++++ Supplied data

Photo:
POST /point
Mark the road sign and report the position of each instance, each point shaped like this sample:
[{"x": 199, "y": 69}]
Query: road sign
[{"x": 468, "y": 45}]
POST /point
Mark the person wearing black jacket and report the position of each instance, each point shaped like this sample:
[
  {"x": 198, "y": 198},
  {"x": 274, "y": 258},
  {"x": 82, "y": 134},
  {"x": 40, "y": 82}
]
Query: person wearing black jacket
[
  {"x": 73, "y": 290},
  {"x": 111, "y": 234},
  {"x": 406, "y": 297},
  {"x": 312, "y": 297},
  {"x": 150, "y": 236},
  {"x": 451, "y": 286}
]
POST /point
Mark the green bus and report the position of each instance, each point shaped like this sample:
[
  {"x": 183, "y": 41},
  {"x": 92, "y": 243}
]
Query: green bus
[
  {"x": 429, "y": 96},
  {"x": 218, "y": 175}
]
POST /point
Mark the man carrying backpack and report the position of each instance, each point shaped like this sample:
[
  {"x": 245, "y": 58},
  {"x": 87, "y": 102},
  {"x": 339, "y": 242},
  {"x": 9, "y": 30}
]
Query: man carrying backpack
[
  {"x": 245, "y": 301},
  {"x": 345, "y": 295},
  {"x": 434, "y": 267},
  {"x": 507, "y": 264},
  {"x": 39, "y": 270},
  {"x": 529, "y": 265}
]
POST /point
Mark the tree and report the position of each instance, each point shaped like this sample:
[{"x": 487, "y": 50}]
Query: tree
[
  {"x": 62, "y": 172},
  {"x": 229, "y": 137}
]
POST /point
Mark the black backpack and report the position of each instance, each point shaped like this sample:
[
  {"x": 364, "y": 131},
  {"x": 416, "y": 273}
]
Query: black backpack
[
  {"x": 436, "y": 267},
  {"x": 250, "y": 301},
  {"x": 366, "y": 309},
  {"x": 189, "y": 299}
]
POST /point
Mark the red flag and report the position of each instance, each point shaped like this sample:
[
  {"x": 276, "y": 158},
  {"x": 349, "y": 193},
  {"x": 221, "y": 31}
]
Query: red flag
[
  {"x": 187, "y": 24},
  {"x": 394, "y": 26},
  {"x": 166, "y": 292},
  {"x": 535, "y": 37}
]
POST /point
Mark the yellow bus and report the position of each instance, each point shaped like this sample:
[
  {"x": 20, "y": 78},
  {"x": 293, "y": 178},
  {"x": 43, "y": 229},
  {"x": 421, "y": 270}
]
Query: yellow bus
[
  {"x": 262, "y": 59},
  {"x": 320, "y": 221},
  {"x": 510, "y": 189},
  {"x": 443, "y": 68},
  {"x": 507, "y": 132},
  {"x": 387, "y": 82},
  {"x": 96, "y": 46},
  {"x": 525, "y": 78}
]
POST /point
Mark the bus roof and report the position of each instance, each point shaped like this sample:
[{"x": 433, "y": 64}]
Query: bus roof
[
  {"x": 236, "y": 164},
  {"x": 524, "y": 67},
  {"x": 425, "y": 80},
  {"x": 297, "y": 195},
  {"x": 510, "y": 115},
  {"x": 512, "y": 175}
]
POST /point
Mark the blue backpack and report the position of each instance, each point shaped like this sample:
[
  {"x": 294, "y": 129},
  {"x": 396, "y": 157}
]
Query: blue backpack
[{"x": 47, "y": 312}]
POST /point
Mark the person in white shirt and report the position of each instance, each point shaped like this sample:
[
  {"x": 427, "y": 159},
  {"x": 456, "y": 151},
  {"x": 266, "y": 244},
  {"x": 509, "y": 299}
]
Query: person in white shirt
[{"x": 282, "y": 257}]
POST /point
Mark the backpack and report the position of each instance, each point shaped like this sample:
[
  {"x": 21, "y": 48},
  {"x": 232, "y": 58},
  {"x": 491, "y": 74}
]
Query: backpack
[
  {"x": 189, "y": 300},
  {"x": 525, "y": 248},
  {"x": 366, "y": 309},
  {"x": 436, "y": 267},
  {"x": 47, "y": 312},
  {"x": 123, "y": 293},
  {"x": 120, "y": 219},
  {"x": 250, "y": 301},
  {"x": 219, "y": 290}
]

++++++++

Task prompt: From the records above, count the lines in which the string "each" is found, and answer with the number alone.

Solved exercise: 12